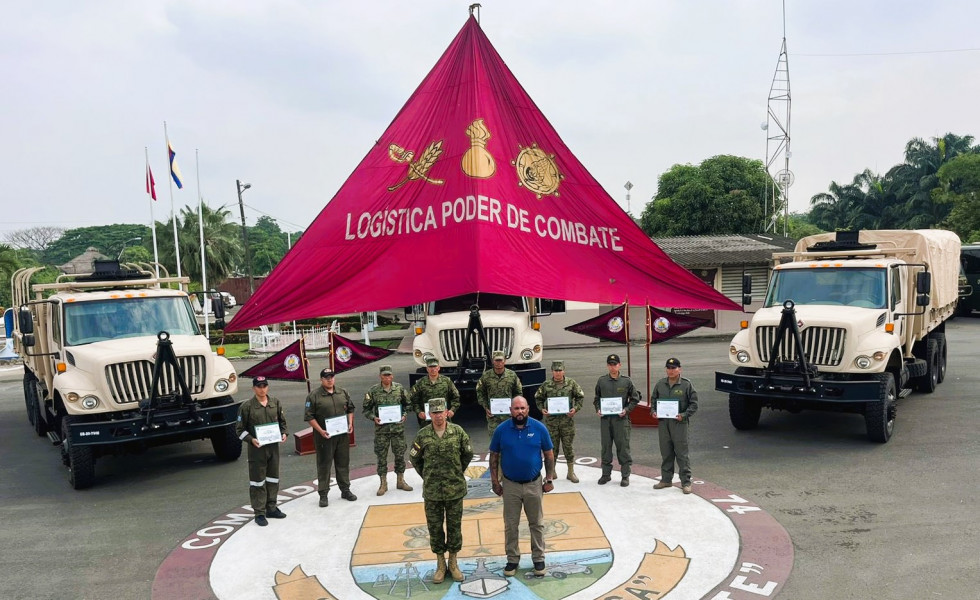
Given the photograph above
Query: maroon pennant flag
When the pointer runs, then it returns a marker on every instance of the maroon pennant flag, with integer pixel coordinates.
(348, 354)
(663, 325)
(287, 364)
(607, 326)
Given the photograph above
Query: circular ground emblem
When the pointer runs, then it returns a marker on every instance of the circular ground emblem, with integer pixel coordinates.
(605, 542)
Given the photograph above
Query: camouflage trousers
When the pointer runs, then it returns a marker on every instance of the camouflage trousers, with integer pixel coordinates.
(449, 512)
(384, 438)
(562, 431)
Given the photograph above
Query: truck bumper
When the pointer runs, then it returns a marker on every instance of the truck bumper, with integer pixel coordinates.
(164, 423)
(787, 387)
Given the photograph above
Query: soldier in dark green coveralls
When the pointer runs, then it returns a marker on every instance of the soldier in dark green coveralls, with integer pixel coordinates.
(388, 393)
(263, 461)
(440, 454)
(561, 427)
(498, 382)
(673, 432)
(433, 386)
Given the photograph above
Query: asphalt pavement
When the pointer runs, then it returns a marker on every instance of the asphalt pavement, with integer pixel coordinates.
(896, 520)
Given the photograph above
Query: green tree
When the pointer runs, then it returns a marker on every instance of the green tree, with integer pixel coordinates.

--

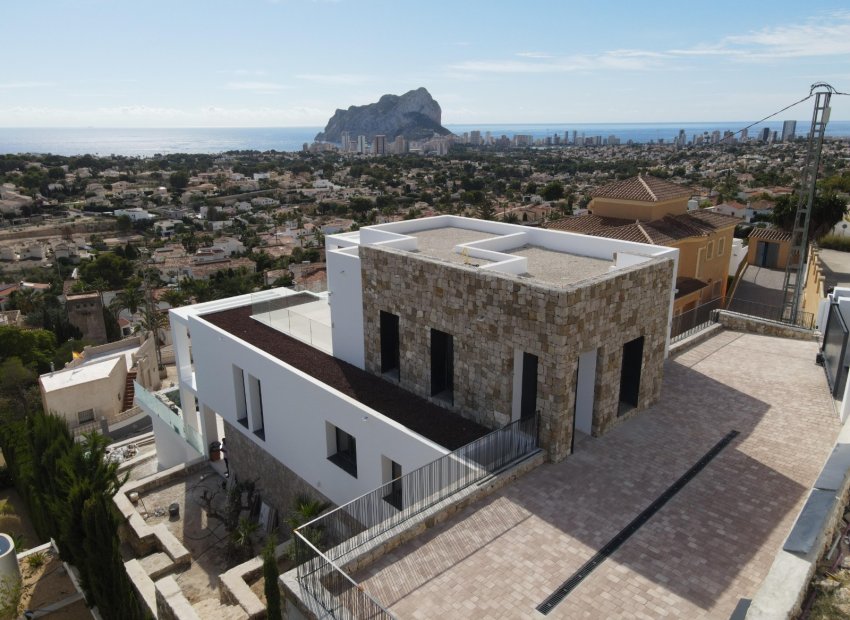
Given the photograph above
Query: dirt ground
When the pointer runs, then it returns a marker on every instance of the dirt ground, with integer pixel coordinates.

__Goal of the exercise__
Filter the listing above down to the lines that contain the string "emblem", and copy each of those lines. Match the case exactly.

__Complete response__
Query: circular ground emblem
When the pointer runs, then it returns a marker on every instance of the circular ground emblem, with integer pixel coordinates.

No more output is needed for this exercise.